Consigne 1 - D'après le texte fourni, dans quelle prison le brigadier conduisit-il le baron et son secrétaire ?

Texte fourni -
•••••

Il faut dire pour sa défense qu’il y avait eu réellement à Clairvaux un espion allemand peu de temps auparavant. En temps de guerre les vastes bâtiments de la prison pourraient servir de dépôts pour les provisions ou de casernes pour les troupes, et l’état-major général allemand était sûrement intéressé à connaître l’intérieur des bâtiments et leur importance militaire. Un joyeux photographe ambulant arriva donc un beau jour dans notre village, se fit des amis de tous les habitants en les photographiant pour rien, et fut admis à photographier non seulement l’intérieur des cours de la prison, mais encore des dortoirs. Après cela, il partit pour quelque autre ville sur la frontière de l’est et y fut arrêté par les autorités françaises, parce qu’il fut trouvé porteur de documents militaires compromettants. Le brigadier, qui avait encore le souvenir tout frais de la visite du photographe, en conclut aussitôt que le baron et son secrétaire étaient aussi des espions allemands et les conduisit à la prison de la petite ville de Bar-sur-Aube. Là, ils furent relâchés le lendemain matin et le journal local annonça qu’ils n’étaient pas des espions allemands, mais « des personnes chargées d’une mission par une puissance amie ».

•••••

Données fournies -
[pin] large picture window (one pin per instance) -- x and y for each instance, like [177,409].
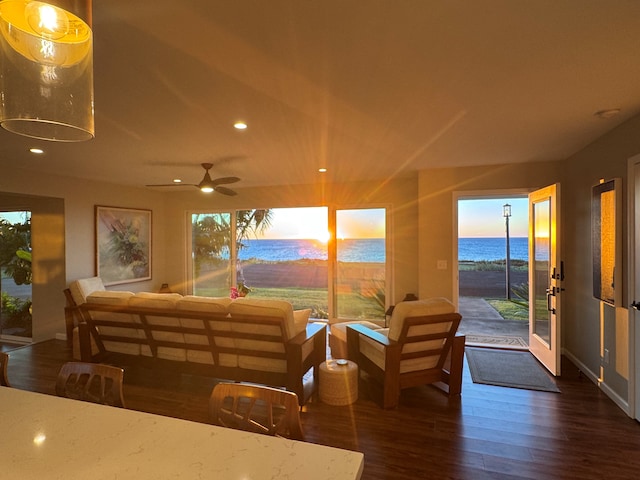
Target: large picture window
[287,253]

•••••

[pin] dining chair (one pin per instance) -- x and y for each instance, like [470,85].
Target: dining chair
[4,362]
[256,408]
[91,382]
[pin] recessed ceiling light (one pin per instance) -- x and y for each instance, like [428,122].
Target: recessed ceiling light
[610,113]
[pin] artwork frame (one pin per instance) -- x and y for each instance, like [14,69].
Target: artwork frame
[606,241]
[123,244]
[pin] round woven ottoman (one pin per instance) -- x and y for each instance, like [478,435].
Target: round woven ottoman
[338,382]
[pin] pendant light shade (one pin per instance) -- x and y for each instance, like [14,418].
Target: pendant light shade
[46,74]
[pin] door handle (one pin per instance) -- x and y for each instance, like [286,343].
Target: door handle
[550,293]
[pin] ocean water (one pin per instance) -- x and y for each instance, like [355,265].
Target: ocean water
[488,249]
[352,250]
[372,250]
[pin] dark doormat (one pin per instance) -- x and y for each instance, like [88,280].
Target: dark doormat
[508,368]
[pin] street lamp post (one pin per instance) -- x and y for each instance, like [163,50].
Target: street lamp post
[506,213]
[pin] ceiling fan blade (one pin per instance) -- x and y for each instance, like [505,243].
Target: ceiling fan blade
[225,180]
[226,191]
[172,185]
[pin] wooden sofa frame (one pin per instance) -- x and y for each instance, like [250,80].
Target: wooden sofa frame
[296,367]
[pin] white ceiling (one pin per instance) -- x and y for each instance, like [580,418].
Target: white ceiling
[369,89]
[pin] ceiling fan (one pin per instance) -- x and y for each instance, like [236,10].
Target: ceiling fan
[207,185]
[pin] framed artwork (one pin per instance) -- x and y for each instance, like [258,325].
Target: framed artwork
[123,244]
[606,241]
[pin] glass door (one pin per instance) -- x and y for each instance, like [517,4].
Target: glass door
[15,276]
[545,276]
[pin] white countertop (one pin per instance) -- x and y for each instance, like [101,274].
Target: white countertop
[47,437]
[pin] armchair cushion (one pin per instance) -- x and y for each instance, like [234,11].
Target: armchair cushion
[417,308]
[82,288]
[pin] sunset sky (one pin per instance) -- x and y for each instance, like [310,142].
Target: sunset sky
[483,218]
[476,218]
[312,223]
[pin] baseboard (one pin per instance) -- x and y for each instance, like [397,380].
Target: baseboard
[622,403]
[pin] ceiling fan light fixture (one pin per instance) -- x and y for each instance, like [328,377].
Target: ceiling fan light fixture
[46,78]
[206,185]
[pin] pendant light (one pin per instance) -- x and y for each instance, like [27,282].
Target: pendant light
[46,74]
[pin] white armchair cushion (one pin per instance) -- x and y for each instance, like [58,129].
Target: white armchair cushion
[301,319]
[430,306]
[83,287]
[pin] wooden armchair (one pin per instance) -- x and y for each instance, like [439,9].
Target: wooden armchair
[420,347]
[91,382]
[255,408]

•••••

Consigne 2 - Relevez chaque rangée où figure le mot « woven ».

Réponse rédigée 1 - Le brigadier les conduisit à la prison de la petite ville de Bar-sur-Aube.

Réponse rédigée 2 -
[pin] round woven ottoman (one pin per instance) -- x and y for each instance, like [478,435].
Target: round woven ottoman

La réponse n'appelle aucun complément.